Aufgabe
Übertrage diesen Satz aus dem Interview über den Berufseinstieg in einer Großkanzlei ins Englische: „Die Tätigkeit hat mir wirklich gut gefallen und ich wusste, dass für den Berufseinstieg etwas anderes nicht infrage kommt.“

Textabschnitt
Als Berufsanfänger in einer Großkanzlei – Interview mit einem Top-Absolventen

Omed Asmatyar im Gespräch mit Ghazzal Novid

Herr Asmatyar, nachdem Sie parallel zum Referendariat Wissenschaftlicher Mitarbeiter für Prof. Dr. Jan Lieder, LL.M. (Harvard) waren, haben Sie 2017 das Zweite Staatsexamen abgelegt. Seit einem Jahr sind Sie Associate bei CMS. Ab wann wussten Sie, dass sie Rechtsanwalt in einer Großkanzlei werden wollen?

Die Idee, in einer Großkanzlei arbeiten zu wollen, kam erstmals während des Studiums auf. Großkanzleien sind unter Studenten ein beliebtes Thema, wenn es um den späteren Berufseinstieg geht.

Die Idee verfestigte sich während des Referendariats zu einem Wunsch. Ich absolvierte die entsprechenden Stationen im Bereich Gesellschaftsrecht/Private Equity im Hamburger CMS-Büro sowie bei Heuking Kühn Lüer Wojtek.

Die Tätigkeit hat mir wirklich gut gefallen und ich wusste, dass für den Berufseinstieg etwas anderes nicht infrage kommt.

Sie sind 1987 geboren, gehören also zu einer Generation von Menschen, für die persönliche Freiheit und Selbstverwirklichung eine sehr wichtige Rolle spielt. Fühlen Sie sich zur Generation Y zugehörig? Wie unterscheiden sich die jungen Anwälte von den Generationen davor?

Offen gestanden: Meine Verwirklichung im Privatleben ist für mein Glück ebenso wichtig wie meine berufliche Tätigkeit. Ob dies bereits zu einer Zugehörigkeit zur Generation Y führt, kann ich nicht beurteilen.

[Einträge im Datensatz]

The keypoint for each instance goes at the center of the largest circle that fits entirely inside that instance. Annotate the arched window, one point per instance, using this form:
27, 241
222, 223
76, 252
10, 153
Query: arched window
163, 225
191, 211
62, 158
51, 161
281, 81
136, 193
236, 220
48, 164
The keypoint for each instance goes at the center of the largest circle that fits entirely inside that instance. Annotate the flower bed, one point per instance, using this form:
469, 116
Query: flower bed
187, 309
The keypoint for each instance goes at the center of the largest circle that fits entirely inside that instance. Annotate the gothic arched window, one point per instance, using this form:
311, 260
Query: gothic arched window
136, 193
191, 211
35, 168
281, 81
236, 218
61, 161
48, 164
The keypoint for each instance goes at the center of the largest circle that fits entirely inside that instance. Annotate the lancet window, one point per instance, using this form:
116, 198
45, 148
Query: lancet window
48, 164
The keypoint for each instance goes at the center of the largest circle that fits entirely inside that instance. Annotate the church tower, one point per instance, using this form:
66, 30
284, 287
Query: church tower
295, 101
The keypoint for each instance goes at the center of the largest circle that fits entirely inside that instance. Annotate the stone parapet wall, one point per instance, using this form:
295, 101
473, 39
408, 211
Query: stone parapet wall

Richtige Lösung
I really enjoyed the work, and I knew that nothing else was an option for starting my career.